**TASK GOAL:**
Rewrite the items below, changing every "segmenter" to "tracer" and leaving everything else untouched.

※ ※ ※

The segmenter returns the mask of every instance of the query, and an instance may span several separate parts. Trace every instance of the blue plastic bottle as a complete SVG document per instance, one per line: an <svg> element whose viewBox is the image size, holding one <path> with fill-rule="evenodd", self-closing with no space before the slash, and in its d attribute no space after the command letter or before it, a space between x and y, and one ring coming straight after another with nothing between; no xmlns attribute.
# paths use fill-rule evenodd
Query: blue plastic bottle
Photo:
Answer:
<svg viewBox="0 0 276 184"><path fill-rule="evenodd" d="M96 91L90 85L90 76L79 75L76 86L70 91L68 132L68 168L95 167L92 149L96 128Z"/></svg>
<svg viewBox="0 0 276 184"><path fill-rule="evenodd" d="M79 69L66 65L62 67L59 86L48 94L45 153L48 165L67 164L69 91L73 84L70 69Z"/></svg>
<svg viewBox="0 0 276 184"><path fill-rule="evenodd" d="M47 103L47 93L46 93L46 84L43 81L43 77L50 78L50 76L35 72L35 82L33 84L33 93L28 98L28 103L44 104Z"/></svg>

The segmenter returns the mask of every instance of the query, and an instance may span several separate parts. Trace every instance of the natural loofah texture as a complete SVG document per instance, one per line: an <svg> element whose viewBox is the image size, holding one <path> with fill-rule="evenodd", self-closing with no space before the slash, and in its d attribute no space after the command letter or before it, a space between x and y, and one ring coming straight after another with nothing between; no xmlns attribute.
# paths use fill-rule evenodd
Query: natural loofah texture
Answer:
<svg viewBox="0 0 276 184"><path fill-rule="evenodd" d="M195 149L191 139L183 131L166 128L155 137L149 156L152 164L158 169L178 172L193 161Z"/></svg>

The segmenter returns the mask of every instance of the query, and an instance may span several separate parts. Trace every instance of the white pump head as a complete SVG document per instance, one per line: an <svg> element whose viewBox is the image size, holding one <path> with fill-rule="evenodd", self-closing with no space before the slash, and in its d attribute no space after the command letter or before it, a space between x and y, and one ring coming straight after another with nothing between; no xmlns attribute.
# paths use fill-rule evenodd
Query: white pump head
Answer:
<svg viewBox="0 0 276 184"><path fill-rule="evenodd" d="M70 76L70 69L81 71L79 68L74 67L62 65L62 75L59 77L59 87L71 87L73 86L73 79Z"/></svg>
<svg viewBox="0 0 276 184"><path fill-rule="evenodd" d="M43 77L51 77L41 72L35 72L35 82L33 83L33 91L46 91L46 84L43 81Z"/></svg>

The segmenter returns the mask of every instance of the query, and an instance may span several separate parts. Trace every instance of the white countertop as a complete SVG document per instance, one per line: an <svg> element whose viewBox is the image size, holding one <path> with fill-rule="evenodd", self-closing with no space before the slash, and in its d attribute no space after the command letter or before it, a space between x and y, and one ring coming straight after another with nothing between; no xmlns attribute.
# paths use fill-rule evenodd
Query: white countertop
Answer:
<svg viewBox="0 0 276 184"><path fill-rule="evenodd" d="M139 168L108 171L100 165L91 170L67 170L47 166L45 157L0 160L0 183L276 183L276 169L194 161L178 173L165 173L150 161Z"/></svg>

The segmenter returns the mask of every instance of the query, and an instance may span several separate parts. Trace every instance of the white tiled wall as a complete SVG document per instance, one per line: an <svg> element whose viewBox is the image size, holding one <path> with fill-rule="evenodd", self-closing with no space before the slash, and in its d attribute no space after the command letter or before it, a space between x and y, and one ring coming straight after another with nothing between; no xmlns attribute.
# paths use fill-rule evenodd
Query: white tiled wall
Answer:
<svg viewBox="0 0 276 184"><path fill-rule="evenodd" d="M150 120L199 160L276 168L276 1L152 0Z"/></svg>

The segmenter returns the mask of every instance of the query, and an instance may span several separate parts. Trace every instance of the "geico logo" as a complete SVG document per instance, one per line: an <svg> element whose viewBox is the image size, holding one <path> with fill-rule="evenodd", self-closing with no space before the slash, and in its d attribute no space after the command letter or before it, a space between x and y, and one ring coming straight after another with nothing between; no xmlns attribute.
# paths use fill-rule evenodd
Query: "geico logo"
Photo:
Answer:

※ ※ ※

**THE REPLY:**
The tracer returns the mask of every instance of the query, and an instance may span several separate parts. Trace every instance of the blue plastic bottle as a complete SVG document per instance, one per line: an <svg> element whose viewBox is the image size, holding one <path> with fill-rule="evenodd", self-closing with no space before the slash, and in its d attribute no space after the command letter or before it, a space between x and y, and one ring coming straight after another with nothing between; no xmlns attribute.
# paths use fill-rule evenodd
Query: blue plastic bottle
Photo:
Answer:
<svg viewBox="0 0 276 184"><path fill-rule="evenodd" d="M96 91L90 85L90 76L79 75L76 86L70 91L68 132L68 168L95 167L92 149L96 128Z"/></svg>
<svg viewBox="0 0 276 184"><path fill-rule="evenodd" d="M79 69L66 65L62 67L59 86L48 94L45 153L48 165L67 164L69 91L73 84L70 69Z"/></svg>
<svg viewBox="0 0 276 184"><path fill-rule="evenodd" d="M47 103L47 93L46 93L46 84L43 81L43 77L50 78L50 76L35 72L35 82L33 84L33 93L28 98L28 103L44 104Z"/></svg>

The tracer returns the mask of every instance of the query, and an instance may span several separate parts. Trace every instance of the natural loofah texture as a complete SVG document per instance, one per line: an <svg> element whose viewBox is the image size, holding one <path> with fill-rule="evenodd", self-closing with no space before the slash, and in its d attribute no space after the command letter or before it, a space between x and y, and one ring coming straight after another with nothing between; no xmlns attribute.
# paths use fill-rule evenodd
Query: natural loofah texture
Answer:
<svg viewBox="0 0 276 184"><path fill-rule="evenodd" d="M195 149L191 139L183 131L166 128L155 137L149 156L152 164L158 169L178 172L193 161Z"/></svg>

The tracer returns the mask of every instance of the query, and an instance may span several separate parts. Trace every instance of the white pump head as a complete SVG document per instance, one per line: an <svg> element whose viewBox is the image size, holding one <path> with fill-rule="evenodd", self-closing with no space before the slash, and in its d attribute no space after the command letter or before it, a space between x and y, and one ring coming straight after another with nothing between; no xmlns attribute.
# paths use fill-rule evenodd
Query: white pump head
Answer:
<svg viewBox="0 0 276 184"><path fill-rule="evenodd" d="M70 76L70 69L81 71L79 68L74 67L62 65L62 75L59 77L59 87L71 87L73 86L73 79Z"/></svg>
<svg viewBox="0 0 276 184"><path fill-rule="evenodd" d="M43 77L51 77L41 72L35 72L35 82L33 83L33 91L46 91L46 84L43 81Z"/></svg>

The tracer returns the mask of every instance of the query, and an instance may span several separate parts. Trace every instance of the white countertop as a complete SVG document per instance, one per line: an <svg> element whose viewBox is the image size, holding one <path> with fill-rule="evenodd", self-closing with no space before the slash, and in its d attribute no space after the command letter or before it, a space between x and y, and one ring coming straight after another with nothing between; no xmlns attribute.
# paths use fill-rule evenodd
Query: white countertop
Answer:
<svg viewBox="0 0 276 184"><path fill-rule="evenodd" d="M139 168L108 171L100 165L91 170L67 170L47 166L45 157L0 160L0 183L276 183L276 169L194 161L178 173L165 173L150 161Z"/></svg>

The tracer returns the mask of every instance of the query, and an instance may span several separate parts. Trace every instance of the white tiled wall as a complete SVG document per instance, one per line: an <svg> element whose viewBox is the image size, holding one <path> with fill-rule="evenodd", self-closing with no space before the slash, and in its d attribute no space after the command letter or before it, a space between x and y, and one ring coming straight after another with nothing between; no xmlns attribute.
# paths use fill-rule evenodd
Query: white tiled wall
Answer:
<svg viewBox="0 0 276 184"><path fill-rule="evenodd" d="M150 120L199 160L276 168L276 1L152 0Z"/></svg>

The tracer returns the mask of every instance of the query, and an instance may span several separate parts. Trace every instance of the "geico logo" as a complete SVG document per instance, one per line: an <svg> element whose viewBox is the image size, holding one <path> with fill-rule="evenodd", self-closing with no space before the slash, and in its d attribute no space after the command letter or before it, a space between x and y, and one ring coming straight after another with nothing between; no xmlns attribute.
# paths use fill-rule evenodd
Query: "geico logo"
Photo:
Answer:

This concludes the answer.